---- PASSAGE SHOWN

Pulte Demands Gabbard Leave Early, Trump Capitulates

Pulte Demands Gabbard Leave Early, Trump Capitulates

Bill Pulte, Trump's choice to temporarily lead the intelligence community, called Tulsi Gabbard on Tuesday and told her to pack up immediately. She pushed back hard.

"Today is your last day," Pulte said during the call, according to two officials briefed on the conversation. Gabbard had publicly announced her departure for June 30, not this week. She rejected the directive and demanded to hear any resignation demand directly from the president.

Trump was next. When Gabbard reached him, the president didn't insist on her removal. Instead, he asked a simple question: "What day works best for you?" Gabbard settled on June 19. Trump then posted the new timeline on Truth Social and reconfirmed Pulte would run the Office of the Director of National Intelligence in an interim capacity.

The phone call reveals the turmoil rippling through the intelligence community and Capitol Hill since Trump named Pulte, director of the Federal Housing Finance Agency, as Gabbard's stand-in. Pulte has no intelligence background and lacks even a security clearance to access classified materials, which has ignited bipartisan concern in Congress.

On the same day as the call to Gabbard, Trump's advisers gathered in the White House Situation Room to salvage negotiations over renewing the Foreign Intelligence Surveillance Act. Congress had been close to reauthorizing the critical surveillance tool before Pulte's appointment derailed the talks. Intelligence hawks and Democrats alike viewed the appointment as reckless.

Pulte's selection wasn't random. A senior administration official said Pulte won Trump's confidence by promising to purge the ODNI staff, particularly officials deemed insufficiently loyal or labeled part of the "deep state." Pulte, whose family owns a major Florida real estate business, has long ties to Trump through Mar-a-Lago and maintains regular access to the White House.

--------
---- GIVEN ENTRIES

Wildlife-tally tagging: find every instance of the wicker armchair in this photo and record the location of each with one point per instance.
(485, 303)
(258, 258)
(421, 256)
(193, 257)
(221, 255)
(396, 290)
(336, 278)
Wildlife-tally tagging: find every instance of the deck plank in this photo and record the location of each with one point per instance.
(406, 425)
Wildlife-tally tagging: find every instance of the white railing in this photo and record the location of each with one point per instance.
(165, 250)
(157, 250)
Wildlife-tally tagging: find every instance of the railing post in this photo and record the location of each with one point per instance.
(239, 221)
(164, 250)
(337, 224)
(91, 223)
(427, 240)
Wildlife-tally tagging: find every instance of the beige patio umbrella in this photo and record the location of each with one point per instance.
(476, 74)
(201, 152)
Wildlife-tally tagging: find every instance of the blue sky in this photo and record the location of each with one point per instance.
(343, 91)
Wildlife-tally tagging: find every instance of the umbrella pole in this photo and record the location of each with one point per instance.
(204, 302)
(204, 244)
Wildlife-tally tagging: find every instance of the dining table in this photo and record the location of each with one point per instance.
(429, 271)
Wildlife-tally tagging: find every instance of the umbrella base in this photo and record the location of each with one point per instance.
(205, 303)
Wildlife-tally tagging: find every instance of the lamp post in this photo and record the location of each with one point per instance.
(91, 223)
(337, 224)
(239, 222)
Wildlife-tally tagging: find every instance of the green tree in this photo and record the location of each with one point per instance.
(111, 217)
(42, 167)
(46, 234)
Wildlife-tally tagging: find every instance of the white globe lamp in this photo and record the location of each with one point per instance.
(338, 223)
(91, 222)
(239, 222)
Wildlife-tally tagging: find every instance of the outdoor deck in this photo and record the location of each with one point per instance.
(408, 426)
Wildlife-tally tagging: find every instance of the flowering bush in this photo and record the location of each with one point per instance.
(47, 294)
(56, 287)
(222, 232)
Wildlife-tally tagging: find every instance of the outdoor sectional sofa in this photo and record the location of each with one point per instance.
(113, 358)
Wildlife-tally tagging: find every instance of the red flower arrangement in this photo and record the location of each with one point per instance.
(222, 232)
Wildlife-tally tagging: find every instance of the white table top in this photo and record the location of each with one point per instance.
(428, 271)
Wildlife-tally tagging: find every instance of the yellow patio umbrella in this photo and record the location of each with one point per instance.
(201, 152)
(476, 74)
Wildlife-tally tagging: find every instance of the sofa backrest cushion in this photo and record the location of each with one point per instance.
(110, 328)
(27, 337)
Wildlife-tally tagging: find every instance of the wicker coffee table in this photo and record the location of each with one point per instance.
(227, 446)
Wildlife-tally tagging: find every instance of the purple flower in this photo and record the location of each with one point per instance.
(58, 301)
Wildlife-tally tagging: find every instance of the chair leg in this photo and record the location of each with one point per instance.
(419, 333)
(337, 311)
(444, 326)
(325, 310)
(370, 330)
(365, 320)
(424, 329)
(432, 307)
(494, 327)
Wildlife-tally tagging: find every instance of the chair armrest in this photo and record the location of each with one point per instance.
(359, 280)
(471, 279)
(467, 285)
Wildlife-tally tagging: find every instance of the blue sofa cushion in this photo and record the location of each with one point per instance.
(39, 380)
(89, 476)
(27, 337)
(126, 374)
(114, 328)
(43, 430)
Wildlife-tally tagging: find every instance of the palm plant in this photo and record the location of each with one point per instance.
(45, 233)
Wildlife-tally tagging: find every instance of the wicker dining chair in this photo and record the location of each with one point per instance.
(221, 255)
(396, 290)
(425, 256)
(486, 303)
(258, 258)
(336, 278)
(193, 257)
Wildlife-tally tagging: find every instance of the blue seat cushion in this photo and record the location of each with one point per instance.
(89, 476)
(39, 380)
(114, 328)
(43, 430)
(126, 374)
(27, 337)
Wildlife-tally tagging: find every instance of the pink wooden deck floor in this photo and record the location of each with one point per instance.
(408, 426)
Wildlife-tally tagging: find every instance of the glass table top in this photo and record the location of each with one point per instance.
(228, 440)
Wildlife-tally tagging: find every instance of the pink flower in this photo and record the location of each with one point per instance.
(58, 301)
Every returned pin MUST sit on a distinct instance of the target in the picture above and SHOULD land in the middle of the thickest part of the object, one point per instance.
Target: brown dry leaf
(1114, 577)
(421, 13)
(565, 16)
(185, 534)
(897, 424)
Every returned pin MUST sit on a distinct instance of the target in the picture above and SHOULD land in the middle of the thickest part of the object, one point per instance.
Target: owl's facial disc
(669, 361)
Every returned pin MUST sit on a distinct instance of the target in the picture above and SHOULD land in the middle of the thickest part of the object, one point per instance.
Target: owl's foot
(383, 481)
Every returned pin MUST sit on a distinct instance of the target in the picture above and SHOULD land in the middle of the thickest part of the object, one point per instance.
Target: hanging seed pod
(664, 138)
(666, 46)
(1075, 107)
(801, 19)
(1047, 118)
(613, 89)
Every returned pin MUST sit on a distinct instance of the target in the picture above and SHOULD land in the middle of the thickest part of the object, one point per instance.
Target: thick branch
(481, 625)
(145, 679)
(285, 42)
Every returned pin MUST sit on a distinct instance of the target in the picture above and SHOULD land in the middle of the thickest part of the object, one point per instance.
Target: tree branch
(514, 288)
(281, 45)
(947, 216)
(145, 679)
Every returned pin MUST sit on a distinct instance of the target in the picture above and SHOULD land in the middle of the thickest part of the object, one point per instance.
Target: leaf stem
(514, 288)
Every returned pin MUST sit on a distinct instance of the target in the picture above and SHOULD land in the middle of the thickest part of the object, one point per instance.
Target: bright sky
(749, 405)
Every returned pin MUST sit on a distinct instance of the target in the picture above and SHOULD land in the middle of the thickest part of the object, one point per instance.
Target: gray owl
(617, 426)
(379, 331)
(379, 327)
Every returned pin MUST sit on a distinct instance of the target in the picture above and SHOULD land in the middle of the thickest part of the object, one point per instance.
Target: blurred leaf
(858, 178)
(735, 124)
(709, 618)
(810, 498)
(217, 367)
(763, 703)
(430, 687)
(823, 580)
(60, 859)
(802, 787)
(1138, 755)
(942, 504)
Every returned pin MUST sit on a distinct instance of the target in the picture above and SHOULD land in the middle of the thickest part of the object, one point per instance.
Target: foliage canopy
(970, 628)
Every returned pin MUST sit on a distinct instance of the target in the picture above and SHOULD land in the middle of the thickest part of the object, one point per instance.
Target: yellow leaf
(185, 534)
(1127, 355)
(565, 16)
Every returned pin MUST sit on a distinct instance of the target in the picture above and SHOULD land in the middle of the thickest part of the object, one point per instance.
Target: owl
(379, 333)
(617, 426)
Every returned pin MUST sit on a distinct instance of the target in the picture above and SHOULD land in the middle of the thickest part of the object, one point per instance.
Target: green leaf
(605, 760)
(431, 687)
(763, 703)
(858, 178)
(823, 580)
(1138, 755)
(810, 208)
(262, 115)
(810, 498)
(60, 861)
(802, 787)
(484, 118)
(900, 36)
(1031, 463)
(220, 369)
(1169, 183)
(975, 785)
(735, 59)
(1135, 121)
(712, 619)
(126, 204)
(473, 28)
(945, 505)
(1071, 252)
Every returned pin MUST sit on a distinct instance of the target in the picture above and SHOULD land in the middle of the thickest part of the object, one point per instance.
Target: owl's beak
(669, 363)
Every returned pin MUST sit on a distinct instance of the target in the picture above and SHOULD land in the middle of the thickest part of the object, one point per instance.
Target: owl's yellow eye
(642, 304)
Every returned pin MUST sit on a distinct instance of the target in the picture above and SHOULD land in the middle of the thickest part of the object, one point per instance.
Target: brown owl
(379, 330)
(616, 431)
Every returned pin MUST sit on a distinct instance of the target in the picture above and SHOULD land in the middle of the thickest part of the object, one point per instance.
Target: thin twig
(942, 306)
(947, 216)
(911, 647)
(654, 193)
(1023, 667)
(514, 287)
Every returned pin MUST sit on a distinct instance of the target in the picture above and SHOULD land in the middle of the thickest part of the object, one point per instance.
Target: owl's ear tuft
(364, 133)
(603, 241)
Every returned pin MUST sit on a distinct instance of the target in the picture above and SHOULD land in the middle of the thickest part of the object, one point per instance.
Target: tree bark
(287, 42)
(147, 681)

--------
---- GIVEN ENTRIES

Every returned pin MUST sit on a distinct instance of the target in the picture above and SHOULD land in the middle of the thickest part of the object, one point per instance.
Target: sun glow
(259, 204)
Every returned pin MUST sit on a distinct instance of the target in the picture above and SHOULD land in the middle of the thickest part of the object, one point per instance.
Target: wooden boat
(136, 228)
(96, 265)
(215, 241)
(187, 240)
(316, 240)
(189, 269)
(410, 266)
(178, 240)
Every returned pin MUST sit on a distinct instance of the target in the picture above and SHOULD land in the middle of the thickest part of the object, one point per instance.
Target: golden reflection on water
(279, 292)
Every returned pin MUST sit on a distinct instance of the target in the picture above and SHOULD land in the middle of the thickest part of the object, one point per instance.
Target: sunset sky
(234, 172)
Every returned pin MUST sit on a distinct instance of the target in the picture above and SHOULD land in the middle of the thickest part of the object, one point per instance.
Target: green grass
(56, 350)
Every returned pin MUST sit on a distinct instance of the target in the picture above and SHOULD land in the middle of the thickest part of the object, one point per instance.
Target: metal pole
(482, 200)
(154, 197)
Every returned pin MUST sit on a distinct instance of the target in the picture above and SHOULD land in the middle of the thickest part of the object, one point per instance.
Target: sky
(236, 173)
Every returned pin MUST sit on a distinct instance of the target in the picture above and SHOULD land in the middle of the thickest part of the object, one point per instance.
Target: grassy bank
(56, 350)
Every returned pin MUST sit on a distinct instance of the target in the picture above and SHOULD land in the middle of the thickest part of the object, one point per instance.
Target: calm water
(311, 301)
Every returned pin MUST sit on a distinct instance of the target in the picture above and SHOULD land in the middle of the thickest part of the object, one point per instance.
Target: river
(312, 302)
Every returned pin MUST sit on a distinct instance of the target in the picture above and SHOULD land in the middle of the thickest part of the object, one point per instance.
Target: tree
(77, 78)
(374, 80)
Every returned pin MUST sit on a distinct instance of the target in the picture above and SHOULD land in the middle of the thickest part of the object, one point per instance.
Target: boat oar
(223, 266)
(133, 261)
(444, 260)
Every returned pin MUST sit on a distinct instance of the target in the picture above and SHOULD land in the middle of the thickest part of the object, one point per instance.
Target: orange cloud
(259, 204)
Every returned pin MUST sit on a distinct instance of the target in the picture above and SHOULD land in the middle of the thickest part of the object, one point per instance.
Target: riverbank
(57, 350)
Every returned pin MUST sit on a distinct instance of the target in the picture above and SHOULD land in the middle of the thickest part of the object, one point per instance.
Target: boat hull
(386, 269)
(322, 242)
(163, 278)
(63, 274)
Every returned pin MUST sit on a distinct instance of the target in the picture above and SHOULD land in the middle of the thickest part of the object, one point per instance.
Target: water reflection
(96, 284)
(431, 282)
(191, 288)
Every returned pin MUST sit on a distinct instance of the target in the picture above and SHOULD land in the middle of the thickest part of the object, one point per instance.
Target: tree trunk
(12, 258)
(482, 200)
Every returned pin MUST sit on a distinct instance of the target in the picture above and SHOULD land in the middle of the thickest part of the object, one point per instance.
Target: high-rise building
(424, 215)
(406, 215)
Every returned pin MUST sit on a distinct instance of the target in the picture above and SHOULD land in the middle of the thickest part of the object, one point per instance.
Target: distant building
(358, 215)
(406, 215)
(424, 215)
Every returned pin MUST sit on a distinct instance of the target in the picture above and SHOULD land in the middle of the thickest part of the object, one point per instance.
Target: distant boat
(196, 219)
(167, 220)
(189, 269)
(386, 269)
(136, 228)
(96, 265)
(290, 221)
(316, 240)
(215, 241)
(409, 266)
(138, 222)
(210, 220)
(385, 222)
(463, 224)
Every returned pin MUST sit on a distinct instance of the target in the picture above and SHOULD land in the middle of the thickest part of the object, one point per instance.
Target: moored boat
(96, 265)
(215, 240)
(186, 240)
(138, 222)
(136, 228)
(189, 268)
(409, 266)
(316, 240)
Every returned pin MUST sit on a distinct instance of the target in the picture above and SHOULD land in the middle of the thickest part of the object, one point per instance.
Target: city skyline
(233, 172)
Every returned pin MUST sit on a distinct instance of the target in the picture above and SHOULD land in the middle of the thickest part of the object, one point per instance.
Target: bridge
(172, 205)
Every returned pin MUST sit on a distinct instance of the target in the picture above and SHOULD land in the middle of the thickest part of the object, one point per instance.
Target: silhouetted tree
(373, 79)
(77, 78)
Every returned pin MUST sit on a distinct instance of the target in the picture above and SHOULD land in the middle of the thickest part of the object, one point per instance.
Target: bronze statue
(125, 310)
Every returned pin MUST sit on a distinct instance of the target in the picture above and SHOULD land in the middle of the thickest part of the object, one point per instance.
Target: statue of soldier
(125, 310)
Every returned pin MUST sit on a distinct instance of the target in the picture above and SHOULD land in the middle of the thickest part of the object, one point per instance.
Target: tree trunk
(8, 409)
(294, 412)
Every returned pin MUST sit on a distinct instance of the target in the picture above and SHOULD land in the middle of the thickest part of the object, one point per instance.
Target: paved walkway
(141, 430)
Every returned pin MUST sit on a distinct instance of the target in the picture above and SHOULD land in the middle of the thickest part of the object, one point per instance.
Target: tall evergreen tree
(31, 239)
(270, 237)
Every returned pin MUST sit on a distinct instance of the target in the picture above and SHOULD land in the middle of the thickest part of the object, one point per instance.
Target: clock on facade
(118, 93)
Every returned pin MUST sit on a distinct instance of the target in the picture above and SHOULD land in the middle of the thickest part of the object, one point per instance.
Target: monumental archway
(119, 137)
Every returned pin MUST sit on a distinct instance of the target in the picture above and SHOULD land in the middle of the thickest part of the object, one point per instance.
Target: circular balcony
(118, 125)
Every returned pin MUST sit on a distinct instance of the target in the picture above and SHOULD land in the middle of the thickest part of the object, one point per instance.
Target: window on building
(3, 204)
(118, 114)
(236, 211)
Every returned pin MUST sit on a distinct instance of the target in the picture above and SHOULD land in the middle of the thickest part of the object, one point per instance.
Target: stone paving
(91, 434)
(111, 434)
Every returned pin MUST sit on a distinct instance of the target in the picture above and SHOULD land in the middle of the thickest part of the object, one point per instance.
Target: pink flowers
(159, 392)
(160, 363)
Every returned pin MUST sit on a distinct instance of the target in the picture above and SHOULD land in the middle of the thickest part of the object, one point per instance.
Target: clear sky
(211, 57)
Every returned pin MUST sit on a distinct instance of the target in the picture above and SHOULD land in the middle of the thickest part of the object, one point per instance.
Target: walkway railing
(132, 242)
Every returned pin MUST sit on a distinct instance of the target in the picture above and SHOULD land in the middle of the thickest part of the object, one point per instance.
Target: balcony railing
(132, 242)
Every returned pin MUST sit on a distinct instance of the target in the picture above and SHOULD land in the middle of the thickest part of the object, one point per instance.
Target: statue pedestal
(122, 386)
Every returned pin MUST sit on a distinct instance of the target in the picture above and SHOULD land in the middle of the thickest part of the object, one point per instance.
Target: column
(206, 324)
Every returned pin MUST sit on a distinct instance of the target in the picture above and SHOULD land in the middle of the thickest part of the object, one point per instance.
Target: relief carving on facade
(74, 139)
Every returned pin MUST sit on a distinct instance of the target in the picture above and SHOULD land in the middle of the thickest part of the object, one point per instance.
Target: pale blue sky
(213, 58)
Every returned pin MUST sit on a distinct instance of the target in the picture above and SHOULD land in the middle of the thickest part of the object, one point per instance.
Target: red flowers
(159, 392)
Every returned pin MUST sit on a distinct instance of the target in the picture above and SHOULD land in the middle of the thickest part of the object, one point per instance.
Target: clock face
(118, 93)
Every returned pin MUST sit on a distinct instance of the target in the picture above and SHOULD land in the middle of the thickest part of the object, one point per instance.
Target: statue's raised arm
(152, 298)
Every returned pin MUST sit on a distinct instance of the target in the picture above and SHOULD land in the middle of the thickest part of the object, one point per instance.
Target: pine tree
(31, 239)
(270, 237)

--------
---- GIVEN ENTRIES

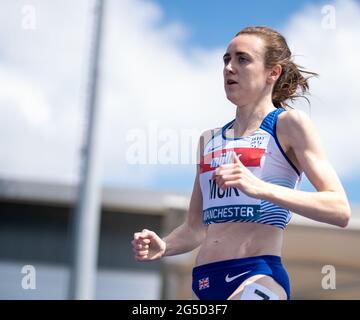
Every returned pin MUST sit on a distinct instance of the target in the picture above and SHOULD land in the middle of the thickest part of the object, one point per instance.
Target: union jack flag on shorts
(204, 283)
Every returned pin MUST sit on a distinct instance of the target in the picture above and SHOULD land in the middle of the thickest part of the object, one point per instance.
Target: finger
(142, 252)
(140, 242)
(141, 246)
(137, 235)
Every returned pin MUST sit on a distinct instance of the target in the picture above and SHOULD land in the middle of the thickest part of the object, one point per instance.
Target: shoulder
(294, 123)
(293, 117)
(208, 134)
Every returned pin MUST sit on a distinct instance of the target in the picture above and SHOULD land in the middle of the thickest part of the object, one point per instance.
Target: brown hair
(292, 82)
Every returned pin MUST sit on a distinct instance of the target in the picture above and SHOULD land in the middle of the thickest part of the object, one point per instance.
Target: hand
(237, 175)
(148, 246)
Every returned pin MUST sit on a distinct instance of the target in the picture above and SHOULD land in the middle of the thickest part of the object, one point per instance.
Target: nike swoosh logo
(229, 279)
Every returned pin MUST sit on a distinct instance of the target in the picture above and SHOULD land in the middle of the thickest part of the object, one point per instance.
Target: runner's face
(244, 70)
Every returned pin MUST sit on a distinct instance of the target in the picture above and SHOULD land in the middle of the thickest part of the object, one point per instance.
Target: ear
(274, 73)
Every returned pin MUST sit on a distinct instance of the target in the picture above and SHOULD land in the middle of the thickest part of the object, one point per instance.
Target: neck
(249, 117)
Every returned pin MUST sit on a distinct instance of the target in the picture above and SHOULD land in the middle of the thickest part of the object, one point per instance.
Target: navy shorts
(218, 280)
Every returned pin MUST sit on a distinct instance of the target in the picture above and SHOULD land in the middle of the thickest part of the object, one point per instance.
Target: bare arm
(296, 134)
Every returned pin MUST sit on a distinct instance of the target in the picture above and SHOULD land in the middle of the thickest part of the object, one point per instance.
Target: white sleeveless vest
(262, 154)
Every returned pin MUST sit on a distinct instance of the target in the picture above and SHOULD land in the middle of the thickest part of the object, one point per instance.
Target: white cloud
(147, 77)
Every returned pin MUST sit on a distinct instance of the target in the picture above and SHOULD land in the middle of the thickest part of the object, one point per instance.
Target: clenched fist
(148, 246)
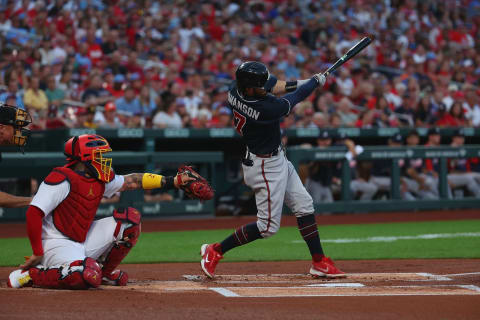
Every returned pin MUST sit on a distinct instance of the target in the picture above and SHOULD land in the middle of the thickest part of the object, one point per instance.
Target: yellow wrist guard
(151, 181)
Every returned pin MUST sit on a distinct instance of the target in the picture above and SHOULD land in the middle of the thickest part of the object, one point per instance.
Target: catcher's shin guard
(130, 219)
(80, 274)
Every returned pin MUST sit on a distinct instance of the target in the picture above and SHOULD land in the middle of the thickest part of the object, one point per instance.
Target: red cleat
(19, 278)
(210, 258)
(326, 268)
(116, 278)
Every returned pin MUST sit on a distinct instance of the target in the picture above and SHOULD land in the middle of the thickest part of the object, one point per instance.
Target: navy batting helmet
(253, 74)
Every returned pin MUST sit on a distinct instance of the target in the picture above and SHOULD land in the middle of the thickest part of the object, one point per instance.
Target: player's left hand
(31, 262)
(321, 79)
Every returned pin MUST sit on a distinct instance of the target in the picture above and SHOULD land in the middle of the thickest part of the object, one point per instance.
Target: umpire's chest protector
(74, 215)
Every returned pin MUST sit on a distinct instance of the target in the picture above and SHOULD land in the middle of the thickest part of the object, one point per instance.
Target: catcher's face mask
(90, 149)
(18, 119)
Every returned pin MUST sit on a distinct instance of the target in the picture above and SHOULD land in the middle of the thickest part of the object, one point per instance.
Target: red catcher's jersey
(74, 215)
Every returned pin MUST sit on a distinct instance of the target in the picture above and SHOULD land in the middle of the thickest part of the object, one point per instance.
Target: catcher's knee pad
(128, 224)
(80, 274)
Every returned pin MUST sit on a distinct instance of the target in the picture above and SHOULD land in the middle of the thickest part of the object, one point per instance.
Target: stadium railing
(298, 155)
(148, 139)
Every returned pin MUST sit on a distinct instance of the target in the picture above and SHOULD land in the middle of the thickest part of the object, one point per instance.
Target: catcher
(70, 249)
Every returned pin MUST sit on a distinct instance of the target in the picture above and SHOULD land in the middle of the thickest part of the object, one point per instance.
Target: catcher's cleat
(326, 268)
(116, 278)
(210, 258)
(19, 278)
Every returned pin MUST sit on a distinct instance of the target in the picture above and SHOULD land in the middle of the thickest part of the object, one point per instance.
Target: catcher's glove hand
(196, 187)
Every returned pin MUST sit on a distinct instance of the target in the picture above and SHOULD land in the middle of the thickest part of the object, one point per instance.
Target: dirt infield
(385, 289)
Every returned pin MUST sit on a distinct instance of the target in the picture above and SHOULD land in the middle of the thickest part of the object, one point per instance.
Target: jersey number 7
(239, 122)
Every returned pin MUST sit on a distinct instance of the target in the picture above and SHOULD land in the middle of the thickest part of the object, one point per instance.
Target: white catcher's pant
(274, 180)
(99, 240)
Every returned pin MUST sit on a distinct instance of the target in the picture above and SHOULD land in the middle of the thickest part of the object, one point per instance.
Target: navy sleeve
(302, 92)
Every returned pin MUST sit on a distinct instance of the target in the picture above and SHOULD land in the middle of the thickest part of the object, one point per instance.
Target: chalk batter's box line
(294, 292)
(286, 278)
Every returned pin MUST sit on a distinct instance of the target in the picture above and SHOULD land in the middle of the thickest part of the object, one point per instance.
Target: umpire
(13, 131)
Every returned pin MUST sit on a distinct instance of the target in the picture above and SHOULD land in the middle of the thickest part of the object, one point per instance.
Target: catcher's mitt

--------

### WORK TASK 1
Using the article on Gabbard's exit from the intelligence post, say whether each statement agrees with it, answering yes or no and quoting the deciding words exactly: (a) Gabbard had announced she would leave on June 30. (b) Trump insisted on Gabbard's removal when she reached him by phone. (c) Pulte holds a security clearance for classified materials.
### WORK TASK 2
Proceed with the article on Gabbard's exit from the intelligence post, writing on from its last sentence.

### TASK ANSWER 1
(a) Yes: "Gabbard had publicly announced her departure for June 30, not this week."
(b) No: "When Gabbard reached him, the president didn't insist on her removal."
(c) No: "Pulte has no intelligence background and lacks even a security clearance to access classified materials"

### TASK ANSWER 2
The move caught even some Trump allies off guard. "We were so close to FISA passing, and then this Pulte thing blew it up," one Congressional supporter told officials. Inside the administration itself, confusion reigned. "Nobody seems to know what the f**k is going on," one official said, prompting a sharp retort from a colleague accusing them of being out of the loop.

Gabbard had initially planned to depart at month's end while helping her husband with a cancer battle. The accelerated timeline gives Pulte a partial victory, though Trump did clarify that Pulte's role is temporary and that he remains committed to finding a permanent successor the Senate will confirm.

The standoff illustrates the friction between Trump's preference for loyalty and Congress's demands for basic competence in sensitive positions. Pulte's appointment threatened to torpedo must-pass legislation, a price some advisers believed too high.

Author James Rodriguez: "Pulte's move reveals how Trump rewards cronies even when it costs him legislative wins, and Gabbard's capitulation shows he's willing to cave when pressed directly by his own people."